__Problem description__.
Write out exactly the lines running from the line that includes "In this exercise you will indicate the recessed" to the end of the data, both ends included, and nothing besides.

Pointing records
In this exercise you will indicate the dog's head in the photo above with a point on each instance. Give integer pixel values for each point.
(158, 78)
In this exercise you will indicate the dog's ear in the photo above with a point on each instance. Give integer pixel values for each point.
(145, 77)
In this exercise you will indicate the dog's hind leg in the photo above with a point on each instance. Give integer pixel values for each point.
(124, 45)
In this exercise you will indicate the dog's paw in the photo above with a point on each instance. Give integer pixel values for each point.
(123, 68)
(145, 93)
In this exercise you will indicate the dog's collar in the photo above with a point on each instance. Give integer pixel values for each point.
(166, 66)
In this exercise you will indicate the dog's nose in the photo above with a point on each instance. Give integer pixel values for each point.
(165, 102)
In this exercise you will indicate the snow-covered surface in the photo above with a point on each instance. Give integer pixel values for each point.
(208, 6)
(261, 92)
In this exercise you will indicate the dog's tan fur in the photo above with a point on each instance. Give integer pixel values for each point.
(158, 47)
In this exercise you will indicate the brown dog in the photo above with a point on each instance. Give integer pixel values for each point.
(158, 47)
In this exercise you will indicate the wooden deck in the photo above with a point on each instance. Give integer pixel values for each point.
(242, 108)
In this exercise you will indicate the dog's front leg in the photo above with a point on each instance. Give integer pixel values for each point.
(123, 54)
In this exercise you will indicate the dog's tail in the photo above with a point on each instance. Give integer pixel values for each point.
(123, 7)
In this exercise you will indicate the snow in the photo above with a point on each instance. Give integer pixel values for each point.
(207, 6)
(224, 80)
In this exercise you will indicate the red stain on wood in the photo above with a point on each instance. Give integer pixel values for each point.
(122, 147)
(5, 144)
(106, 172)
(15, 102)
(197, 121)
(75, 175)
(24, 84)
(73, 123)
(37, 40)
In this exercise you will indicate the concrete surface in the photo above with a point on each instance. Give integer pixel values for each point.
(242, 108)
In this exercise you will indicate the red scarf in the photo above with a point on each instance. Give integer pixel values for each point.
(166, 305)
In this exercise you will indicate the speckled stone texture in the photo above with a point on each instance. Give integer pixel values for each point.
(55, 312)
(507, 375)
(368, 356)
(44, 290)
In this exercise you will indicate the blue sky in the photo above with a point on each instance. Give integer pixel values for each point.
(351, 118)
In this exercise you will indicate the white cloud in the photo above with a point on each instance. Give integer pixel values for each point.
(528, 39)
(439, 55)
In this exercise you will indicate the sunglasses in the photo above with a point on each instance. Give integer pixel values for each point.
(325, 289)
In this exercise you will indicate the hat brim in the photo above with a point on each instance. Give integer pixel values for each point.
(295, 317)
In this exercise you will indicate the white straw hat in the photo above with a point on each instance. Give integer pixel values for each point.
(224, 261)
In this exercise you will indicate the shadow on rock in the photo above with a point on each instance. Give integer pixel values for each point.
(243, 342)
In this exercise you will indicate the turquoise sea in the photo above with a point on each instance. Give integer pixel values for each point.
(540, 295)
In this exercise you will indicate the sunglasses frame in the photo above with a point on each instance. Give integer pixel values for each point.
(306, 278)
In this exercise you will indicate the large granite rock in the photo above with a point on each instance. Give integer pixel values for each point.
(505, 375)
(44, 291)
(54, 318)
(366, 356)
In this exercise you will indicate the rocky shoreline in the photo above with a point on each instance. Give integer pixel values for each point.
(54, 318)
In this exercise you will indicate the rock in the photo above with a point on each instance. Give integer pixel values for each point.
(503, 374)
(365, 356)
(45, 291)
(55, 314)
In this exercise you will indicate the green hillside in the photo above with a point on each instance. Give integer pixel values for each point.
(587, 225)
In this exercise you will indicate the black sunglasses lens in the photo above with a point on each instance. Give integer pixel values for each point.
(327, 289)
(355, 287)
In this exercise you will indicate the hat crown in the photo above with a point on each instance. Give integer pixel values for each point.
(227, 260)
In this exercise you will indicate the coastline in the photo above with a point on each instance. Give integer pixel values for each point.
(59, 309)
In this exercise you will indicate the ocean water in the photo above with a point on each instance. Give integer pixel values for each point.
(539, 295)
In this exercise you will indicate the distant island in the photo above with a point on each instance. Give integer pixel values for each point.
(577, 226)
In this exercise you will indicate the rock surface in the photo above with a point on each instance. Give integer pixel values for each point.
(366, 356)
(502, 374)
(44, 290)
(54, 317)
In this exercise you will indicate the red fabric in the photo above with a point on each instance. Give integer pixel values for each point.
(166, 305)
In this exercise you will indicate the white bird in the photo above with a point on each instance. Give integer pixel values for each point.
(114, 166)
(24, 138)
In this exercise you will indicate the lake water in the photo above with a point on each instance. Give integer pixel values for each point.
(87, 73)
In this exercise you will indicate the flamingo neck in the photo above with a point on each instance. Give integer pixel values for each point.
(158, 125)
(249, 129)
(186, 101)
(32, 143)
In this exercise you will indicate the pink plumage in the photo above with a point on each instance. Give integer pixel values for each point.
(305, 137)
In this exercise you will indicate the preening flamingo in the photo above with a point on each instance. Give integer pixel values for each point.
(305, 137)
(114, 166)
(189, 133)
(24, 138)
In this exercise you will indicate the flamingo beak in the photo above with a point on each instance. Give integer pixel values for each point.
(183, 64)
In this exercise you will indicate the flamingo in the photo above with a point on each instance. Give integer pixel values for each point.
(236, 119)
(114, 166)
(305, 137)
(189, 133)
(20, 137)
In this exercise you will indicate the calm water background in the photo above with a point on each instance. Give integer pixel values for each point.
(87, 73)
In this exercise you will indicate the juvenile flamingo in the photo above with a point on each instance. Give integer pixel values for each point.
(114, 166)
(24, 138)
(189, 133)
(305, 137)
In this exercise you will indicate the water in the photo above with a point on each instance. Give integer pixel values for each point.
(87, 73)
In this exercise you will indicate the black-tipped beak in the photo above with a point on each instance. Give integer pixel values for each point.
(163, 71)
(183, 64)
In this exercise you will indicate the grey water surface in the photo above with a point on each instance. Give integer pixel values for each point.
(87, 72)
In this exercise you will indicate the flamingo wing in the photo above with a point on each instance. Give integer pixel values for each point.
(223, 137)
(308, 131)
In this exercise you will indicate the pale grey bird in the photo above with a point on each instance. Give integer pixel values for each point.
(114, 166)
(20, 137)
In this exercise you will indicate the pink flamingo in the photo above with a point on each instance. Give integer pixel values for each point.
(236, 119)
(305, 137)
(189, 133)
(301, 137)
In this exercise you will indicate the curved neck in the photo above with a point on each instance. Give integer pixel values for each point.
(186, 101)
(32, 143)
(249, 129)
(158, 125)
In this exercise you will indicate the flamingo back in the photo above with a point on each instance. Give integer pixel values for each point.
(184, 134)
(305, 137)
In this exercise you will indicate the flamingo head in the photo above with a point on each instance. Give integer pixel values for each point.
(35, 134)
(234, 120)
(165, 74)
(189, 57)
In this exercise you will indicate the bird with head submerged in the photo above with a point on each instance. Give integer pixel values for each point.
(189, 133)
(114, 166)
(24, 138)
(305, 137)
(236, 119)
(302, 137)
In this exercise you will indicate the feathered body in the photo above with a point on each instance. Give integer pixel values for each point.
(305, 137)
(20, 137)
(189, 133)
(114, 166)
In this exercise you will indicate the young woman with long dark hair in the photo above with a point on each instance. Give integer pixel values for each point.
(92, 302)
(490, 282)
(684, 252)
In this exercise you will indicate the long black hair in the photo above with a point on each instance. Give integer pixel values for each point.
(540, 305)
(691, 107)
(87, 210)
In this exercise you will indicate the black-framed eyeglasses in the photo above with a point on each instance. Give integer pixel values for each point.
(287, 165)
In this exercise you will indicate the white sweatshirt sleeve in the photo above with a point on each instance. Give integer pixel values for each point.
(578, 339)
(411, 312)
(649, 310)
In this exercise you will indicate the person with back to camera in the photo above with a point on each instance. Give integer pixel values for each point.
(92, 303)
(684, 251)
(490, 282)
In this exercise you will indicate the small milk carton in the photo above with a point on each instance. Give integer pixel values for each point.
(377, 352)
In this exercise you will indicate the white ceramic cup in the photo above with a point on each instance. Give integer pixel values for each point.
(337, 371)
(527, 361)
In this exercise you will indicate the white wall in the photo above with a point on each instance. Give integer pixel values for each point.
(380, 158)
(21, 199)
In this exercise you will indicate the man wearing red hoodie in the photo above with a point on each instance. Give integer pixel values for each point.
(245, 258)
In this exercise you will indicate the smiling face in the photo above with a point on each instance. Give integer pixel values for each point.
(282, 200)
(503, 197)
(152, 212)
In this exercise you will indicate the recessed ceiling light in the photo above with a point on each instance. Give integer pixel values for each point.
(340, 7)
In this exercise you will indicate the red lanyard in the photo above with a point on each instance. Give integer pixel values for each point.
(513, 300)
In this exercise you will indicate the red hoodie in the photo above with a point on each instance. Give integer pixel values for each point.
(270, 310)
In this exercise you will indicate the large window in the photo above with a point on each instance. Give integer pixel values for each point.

__Solution for this problem__.
In this exercise you will indicate the recessed ceiling light in the photo above with a point on each instance. Give integer pixel values for each point.
(340, 7)
In this exercise you will indicate the red lanyard in the photo above with a point on each instance. Give integer pixel values for each point.
(513, 300)
In this exercise you will indicate the red hoodie in the photo above with a point on each instance. Give integer pixel values for each point.
(270, 310)
In this exercise you will indicate the large window in the photo above with a point on each instance. Give integer pixel values for each point.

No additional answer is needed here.